WHAT IS NEEDED ▸
An unchanged copy of every record below, without pictures, is the goal.

EXTRACTED MATERIAL ▸
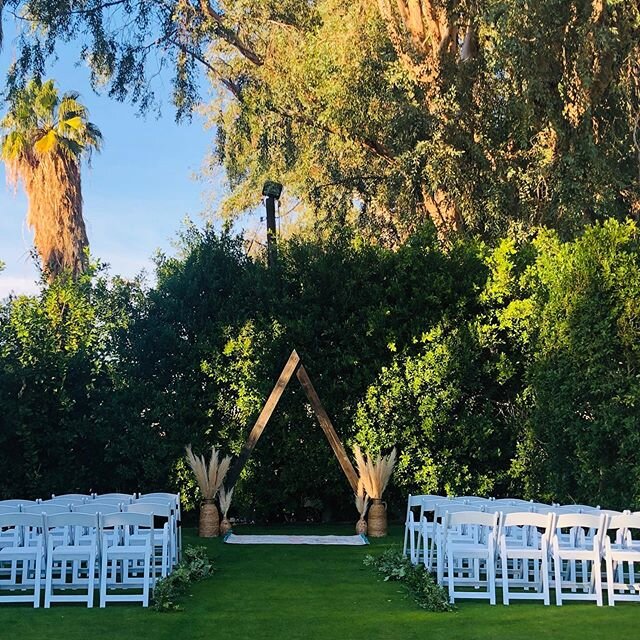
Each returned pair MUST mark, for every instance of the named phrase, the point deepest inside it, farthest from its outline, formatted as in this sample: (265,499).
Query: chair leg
(597,570)
(103,579)
(557,569)
(491,578)
(147,579)
(450,574)
(91,572)
(48,585)
(611,598)
(505,579)
(37,581)
(545,578)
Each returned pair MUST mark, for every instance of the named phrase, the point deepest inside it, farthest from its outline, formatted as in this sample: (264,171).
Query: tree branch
(228,34)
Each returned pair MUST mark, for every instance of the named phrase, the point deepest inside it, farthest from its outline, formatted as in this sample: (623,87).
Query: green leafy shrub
(417,581)
(169,591)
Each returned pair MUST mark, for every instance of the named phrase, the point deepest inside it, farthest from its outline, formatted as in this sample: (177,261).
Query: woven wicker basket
(377,519)
(209,520)
(225,527)
(361,526)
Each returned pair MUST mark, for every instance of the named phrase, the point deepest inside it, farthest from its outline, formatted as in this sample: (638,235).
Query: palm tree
(44,137)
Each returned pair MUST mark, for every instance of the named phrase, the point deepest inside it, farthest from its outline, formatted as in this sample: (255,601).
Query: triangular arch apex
(294,366)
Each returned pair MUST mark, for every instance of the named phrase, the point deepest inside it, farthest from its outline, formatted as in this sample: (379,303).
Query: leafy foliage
(534,391)
(500,370)
(417,581)
(44,137)
(487,116)
(194,567)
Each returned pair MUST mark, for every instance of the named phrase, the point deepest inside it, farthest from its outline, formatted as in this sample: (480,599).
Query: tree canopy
(483,115)
(44,136)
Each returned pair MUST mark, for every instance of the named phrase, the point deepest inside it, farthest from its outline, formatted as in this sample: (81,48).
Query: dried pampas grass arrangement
(225,502)
(209,478)
(375,474)
(362,502)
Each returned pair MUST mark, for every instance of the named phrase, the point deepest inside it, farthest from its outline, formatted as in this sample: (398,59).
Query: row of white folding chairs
(166,538)
(470,542)
(73,550)
(420,506)
(104,503)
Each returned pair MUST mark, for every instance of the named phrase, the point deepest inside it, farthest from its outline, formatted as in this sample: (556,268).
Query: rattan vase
(225,527)
(209,520)
(377,519)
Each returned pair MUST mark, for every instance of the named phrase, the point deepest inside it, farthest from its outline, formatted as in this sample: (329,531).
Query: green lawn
(290,592)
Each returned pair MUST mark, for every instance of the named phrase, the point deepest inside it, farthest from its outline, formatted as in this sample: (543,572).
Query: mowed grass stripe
(305,592)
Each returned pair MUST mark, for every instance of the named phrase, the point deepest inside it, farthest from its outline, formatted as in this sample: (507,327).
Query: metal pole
(270,204)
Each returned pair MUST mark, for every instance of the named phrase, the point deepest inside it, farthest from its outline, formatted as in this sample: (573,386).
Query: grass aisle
(311,593)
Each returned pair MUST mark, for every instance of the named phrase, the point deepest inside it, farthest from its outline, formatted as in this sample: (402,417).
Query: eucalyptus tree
(482,115)
(45,136)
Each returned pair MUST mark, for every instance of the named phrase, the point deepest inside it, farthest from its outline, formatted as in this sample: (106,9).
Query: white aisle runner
(232,538)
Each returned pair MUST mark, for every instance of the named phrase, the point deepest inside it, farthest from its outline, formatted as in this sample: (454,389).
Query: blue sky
(136,193)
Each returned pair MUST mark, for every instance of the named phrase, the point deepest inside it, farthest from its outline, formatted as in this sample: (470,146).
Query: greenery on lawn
(312,593)
(483,115)
(194,566)
(512,369)
(418,582)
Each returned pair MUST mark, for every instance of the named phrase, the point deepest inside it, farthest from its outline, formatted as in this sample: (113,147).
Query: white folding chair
(620,556)
(95,507)
(9,509)
(174,498)
(578,538)
(119,498)
(417,507)
(126,561)
(517,552)
(477,548)
(439,540)
(67,557)
(163,538)
(70,498)
(16,502)
(48,509)
(21,561)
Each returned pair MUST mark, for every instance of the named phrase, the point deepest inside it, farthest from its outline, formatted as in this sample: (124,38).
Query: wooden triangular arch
(294,365)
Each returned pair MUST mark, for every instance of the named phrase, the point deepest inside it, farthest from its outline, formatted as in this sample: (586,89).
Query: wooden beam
(328,429)
(263,418)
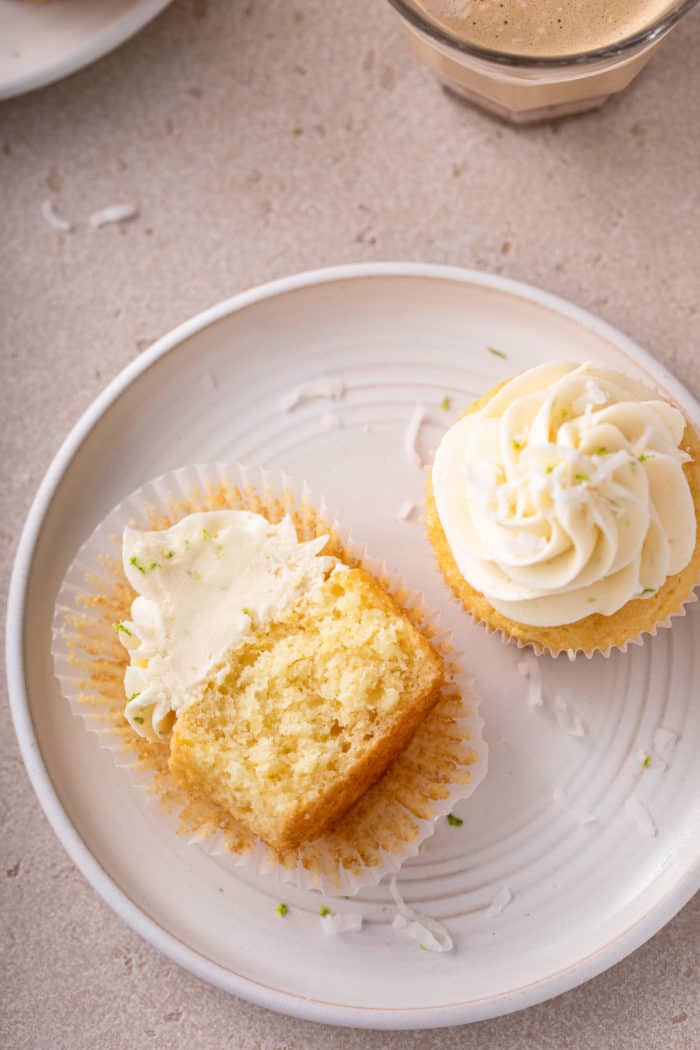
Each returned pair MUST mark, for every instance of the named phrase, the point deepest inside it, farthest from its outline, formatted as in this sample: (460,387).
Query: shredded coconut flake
(428,932)
(642,818)
(410,438)
(316,390)
(529,668)
(406,510)
(113,213)
(576,812)
(500,902)
(343,922)
(331,422)
(663,742)
(50,215)
(567,718)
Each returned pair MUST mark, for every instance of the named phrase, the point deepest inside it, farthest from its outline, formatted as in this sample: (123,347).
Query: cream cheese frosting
(203,585)
(565,495)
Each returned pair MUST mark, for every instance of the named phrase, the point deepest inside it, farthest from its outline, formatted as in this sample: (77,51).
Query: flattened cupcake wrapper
(444,762)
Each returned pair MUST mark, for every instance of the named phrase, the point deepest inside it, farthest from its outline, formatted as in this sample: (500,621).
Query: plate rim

RESULT OF THIS TASK ▸
Each returned pair MUST mark, for every instance of the named phrase, the point deepest inside it, farthest from its outline, formatted as in this sample: (265,499).
Query: chair leg
(597,570)
(103,579)
(557,569)
(491,578)
(147,579)
(450,574)
(91,572)
(48,585)
(611,598)
(505,579)
(37,581)
(545,578)
Each returned pair MUST mark, for every instance of the named phrase, the point deepest inside it, farthest from its outline, formatted as in this sample: (264,171).
Query: tree branch
(228,34)
Each returned pair MUST mark, for every instance of the named phrase, the point deepest inside it, farthest from its outline, formatted as in this sample: (623,87).
Query: green leafy shrub
(417,581)
(169,591)
Each returned pair MUST mark, for every instance of the named phrase, the point deepest inside it, farthest from its outline, formatted as in this sample: (177,261).
Query: woven wicker basket
(377,519)
(209,520)
(225,527)
(361,526)
Each returned pair MUST mark, for every instance of the named phrase, the point deepest inside it, farthest from its outline, formatted as in this sample: (638,235).
Query: palm tree
(44,137)
Each returned pair MUST mark, for every instance of the named phrase, the point deepest inside it, farthest from its outline, formatted as in this sample: (255,601).
Query: triangular arch apex
(294,366)
Each returned pair MUST mark, for every instance of the named phrase, the point deepest inside it, farthest from its outline, formatted as in this sample: (379,303).
Query: leafy foliage
(534,391)
(500,370)
(417,581)
(44,137)
(487,116)
(194,567)
Each returned pair MUST mark, for every instance of the named phrase, the point deepest inside it, farthest from its outline, formatted as in this sample: (480,599).
Query: tree canopy
(483,115)
(44,136)
Each returned pair MUST mark, for every instance of the named phrase, the point deepest inside it, farthest from its outline, formatted as in this sample: (81,48).
Query: dried pampas grass arrangement
(225,502)
(209,478)
(375,474)
(362,502)
Each returned pair MUST mark, for every instance of the named phrase, the point deepest inside it, farthest from its outline, formatted as in this sample: (398,59).
Query: row of white folding chairs
(166,538)
(470,542)
(73,550)
(420,506)
(104,503)
Each returned pair MUST mark, for every instance of the named phrase, the point deepest inside it, farthest from its outline, formatted as in this sample: (556,268).
Query: rattan vase
(225,527)
(209,520)
(377,519)
Each returned pair MUST mark, for every instance of the named phrase, the point deepest inside it, farthest from its outline, formatted as in this sample: (329,531).
Query: green lawn
(290,592)
Each returned pair MUST mark, for every instance of the named phrase, the point deepest inside it, farthest from its outline, formatted as in this sample: (543,572).
Query: mowed grass stripe
(305,592)
Each returned pair MUST mark, for every instance of the named phrase, the point deepest inside it, farthest from its outline, formatted as in this sample: (507,327).
Query: metal pole
(270,204)
Each returned pair MUST mark, for every instance of the named phrase, the point deepest inside it, farthest from its outline, formatted as in this sample: (573,386).
Query: grass aisle
(311,593)
Each returned pair MUST mark, for every instance of the named phrase, the point deepest inside it, farthest from its outline, formatted as in this sample: (402,417).
Query: eucalyptus tree
(482,115)
(45,136)
Each returned pair MUST mark, for every instance of the named phrase, the point deepest inside it, farthest from its outline, formatted as in this sample: (106,9).
Query: white aisle runner
(232,538)
Each returned pair MUST mark, for every instance of the named phrase, the point deepest inside it, farthest from its outline, formatted as in this sample: (454,389).
Query: blue sky
(136,193)
Each returned pair MUST mark, for every instance of the named phrase, the point deepest inside it, farthest from its outline, formatted as in this sample: (470,146).
Query: greenery on lawn
(312,593)
(483,115)
(194,566)
(512,369)
(418,582)
Each returned pair MUST mark, for every instance of the named phrase, the point deepest inside it, farthest from its outline, formatted as in this sample: (113,147).
Query: white folding chair
(620,556)
(95,507)
(9,509)
(174,498)
(578,538)
(119,498)
(417,507)
(126,561)
(517,552)
(477,548)
(439,540)
(67,557)
(163,538)
(70,498)
(16,502)
(48,509)
(21,561)
Each returned pair MUST mark, for every instance of the named phrase, the point deepest inside it, farthest from its outline, formatted as in this sample: (124,38).
Query: wooden triangular arch
(294,365)
Each returned pair MUST mark, for every instance of the named phrase, the point deepest inside it, farthest from its outline, formatted as in this sample: (586,89).
Query: wooden beam
(328,429)
(263,418)
Each returned pair MUST mark, for every instance of the named phrase, the point deepest inside it, farthest from its outline, formatted as in this sample: (460,387).
Query: shredded coconut flake
(428,932)
(642,818)
(410,438)
(316,390)
(529,668)
(406,510)
(113,213)
(576,812)
(500,902)
(343,922)
(331,422)
(663,742)
(50,215)
(567,718)
Each returned pair MUST mark, for every instance of the named phrase, the point deepest inside it, farthest from its outline, formatted as in this sample: (123,347).
Query: cream cheese frosting
(203,585)
(565,495)
Each returned pair MUST mark, for every instance of the named phrase, the point deepest inside it, farthest from its outline, formatted as in this sample: (77,51).
Query: flattened cupcake wrapper
(444,762)
Each returned pair MUST mark, for every instance of the named phrase, the point deepest inside it, farthest from its outline, formatted as in this sample: (500,621).
Query: plate rim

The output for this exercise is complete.